— BEGIN —

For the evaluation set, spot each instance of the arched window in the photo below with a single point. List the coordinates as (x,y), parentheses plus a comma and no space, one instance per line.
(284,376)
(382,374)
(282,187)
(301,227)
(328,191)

— END —

#### Description of the task
Please render the entries above as a two-column CSV with the header row instruction,response and one row per entry. Put each entry's text and its answer in its own quoted field, with line breaks replaced by spaces.

#### Solution below
instruction,response
"For the evaluation set, spot each instance of the arched window in the photo below with a single point. List the coordinates as (x,y), parentheses plus a comma and no space, one instance per line.","(284,376) (382,374) (282,187) (301,227) (328,191)"